## PASSAGE PROVIDED
As soon as they release a stable version for Apache 2 (aka 4.3.0), then I'll look seriously at switching. It's great that Apache 2 has stablized now, though, as it lets everyone else work around a stable project.
We'll all get to Apache 2, it just takes time to migrate.
My main question is, what would it matter if sites weren't using apache 2.0, isn't it enough that open source software is being used??
Ignore the "p2p is theft" trolls, they're just uninformed
PHP, mod_perl, any of the Java servlet modules. These are are third-party (basically the server doesn't ship with them even if they are other ASF projects). Anyone running anything other then a flat HTML site needs at least one of these or something similar.
You can't grep a dead tree.
Here's what would convince me to change.
... its always nice to know that the big boys have taken the plunge.
.. given that I bothered reading up on some of the early discussions.
-- References. Have any high profile apache sites migrated? While my sites are small
-- PHP Support. As of 4.2.0, Apache2 support was experimental. The change log does not show anything which says its supported.
-- Mod_gzip support. This is a big one. Mod_Gzip makes my sites download a extremely fast when users over dialup lines log in. This is true specially for low bandwidth countries in Asia. Mod_gzip support has left me fairly confused
Even with all of this.. I'm not likely to change unless there is a perceptible difference in the load / performance stats on my system during the switch.
I know Apache does not have any "customers" to support, but why were they so eager to break compatibility for Apache 1.3 modules in Apache 2.0? I know backwards compatibility code isn't sexy, but couldn't they keep the old module API and thunk it to the new API? Then Apache 2.0 could ship with rock-solid mod_php and mod_perl. Let modules developers migrate slowly on their own schedule.
Here's an interesting perspective from Ole Eichorn, the CTO of Aperio Technologies:
One of the more significant recent discontinuities occurred with the release of Apache 2.0. Although it has been under-reported, Apache 2.0 is significantly discontinuous (non-backward-compatible) with Apache 1.3. Many webmasters have decided not to upgrade for now, rather than have to recode their custom modules. And many of the custom modules out there are 3rd party, so the resources to make the changes are not readily available.
It is not clear to me why the discontinuity was required. There was no technical reason not to maintain backward compatibility. I think your essay gets it right, the people who made these decisions were not involved in the original development, and were not sufficiently aware of the impact their decisions would have on their developer community. Multi-threading processes, which inspired most of the discontinuity, primarily benefits Windows sites - a small proportion of Apache installations - and most Windows sites use IIS and aren't going to change.

## RECORDED DATA
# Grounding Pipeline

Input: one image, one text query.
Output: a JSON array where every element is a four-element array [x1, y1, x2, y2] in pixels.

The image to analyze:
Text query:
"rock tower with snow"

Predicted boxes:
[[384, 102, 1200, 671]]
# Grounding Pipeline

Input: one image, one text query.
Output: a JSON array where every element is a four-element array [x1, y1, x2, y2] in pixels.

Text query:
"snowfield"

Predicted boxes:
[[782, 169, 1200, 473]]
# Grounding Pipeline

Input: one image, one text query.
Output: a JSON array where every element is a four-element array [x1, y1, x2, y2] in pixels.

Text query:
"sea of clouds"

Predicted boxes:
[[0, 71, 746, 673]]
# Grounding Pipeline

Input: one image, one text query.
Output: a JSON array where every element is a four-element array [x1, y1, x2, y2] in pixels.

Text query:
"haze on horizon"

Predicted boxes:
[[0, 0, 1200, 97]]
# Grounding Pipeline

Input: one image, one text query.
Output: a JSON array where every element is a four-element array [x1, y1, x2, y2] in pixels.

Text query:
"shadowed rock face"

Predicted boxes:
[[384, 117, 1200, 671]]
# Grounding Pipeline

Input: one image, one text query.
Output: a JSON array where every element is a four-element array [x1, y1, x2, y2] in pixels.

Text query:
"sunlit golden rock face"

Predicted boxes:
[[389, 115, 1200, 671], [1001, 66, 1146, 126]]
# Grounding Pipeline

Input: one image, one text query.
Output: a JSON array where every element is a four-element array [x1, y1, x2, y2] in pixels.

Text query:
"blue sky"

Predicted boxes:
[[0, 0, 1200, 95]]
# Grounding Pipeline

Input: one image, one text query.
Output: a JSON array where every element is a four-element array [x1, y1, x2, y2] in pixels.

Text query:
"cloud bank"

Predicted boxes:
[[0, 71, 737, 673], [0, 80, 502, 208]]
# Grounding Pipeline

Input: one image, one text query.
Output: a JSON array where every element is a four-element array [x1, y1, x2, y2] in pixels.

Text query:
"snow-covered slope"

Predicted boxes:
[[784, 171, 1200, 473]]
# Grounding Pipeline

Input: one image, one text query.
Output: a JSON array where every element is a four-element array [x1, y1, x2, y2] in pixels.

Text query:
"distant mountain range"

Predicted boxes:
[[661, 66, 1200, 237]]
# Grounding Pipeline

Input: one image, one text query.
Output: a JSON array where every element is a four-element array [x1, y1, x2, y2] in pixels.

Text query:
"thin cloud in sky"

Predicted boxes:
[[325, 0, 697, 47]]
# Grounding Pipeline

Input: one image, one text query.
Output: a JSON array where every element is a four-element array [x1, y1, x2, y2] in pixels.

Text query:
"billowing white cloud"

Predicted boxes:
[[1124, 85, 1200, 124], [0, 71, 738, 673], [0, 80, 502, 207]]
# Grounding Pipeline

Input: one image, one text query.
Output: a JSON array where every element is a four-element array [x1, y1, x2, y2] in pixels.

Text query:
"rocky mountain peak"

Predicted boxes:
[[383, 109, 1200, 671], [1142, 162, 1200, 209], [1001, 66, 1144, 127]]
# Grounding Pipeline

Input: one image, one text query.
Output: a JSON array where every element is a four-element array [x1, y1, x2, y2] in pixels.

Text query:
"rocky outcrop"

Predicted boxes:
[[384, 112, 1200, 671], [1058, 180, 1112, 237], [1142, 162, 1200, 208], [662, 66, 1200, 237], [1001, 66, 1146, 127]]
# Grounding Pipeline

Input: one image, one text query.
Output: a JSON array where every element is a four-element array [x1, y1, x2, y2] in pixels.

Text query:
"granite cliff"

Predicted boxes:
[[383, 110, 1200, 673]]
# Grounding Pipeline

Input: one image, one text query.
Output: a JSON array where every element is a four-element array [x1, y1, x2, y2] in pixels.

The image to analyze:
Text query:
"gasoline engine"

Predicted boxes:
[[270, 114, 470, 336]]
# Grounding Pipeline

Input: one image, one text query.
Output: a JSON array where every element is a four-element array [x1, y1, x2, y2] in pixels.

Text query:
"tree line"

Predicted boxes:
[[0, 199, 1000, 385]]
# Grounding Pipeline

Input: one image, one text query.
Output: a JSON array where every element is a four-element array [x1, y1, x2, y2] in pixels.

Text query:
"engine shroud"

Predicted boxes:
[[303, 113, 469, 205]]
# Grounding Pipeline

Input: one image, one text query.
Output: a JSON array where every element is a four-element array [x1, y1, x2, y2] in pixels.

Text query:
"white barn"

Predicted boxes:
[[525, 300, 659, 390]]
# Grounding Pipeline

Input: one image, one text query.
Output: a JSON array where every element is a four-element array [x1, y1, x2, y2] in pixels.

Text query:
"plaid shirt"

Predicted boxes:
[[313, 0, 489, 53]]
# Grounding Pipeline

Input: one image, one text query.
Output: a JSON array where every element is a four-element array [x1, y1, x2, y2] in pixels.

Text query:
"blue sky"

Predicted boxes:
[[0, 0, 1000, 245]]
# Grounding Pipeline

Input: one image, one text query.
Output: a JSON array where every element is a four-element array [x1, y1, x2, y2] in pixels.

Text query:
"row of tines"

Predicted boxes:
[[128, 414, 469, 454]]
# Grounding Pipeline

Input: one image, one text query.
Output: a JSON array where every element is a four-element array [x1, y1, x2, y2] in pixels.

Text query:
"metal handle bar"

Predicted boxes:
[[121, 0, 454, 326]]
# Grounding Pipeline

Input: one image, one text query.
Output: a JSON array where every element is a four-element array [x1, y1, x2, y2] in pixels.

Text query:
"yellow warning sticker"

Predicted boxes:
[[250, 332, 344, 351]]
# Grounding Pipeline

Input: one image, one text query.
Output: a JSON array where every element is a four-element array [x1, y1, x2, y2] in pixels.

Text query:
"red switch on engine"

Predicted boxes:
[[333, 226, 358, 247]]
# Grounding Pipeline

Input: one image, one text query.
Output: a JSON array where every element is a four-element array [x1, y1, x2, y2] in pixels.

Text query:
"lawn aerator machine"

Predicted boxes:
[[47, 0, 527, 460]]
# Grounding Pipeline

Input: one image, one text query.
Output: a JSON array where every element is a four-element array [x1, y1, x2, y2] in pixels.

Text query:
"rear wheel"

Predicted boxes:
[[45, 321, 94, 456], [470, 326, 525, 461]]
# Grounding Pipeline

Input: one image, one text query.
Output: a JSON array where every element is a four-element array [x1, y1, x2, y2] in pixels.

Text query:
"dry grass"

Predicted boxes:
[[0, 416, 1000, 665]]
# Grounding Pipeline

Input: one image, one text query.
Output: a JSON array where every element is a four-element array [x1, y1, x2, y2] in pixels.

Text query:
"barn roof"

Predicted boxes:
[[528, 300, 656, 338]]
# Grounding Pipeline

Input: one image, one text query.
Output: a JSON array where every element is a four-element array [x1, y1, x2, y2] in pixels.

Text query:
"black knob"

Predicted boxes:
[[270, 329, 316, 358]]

## THE EXERCISE
Carry the forum discussion about migrating to Apache 2 forward from its final sentence.

## ANSWER BELOW
I bet in a few years we'll be able to track Apache's decline as the leading web server back to this point.
cpeterso
The build system in Apache 2, while being vastly improved over the Apache 1 build system, is rather complicated, and has lead to a number of packagers simply not bothering, or having a hell of a time packaging it.
There is no RedHat or Debian packages of Apache 2.0 (offical as in from RedHat or Debian, and part of their stable distribution). There are a few Debian people who are packaging Apache 2.0 (namely Thom May, who is the current package bunny...err...maintainer *grin*), but last I heard they were having a horrible time getting it working, and it's still only in unstable (sid), and hasn't made it to testing (sarge).
If it gets into RedHat and Debian's stable distributions, chances are it'll make a higher percentage mark on site usage. Till then, I don't think things are going to change much.
I won't switch over to Apache 2 until there's an amiga port of it!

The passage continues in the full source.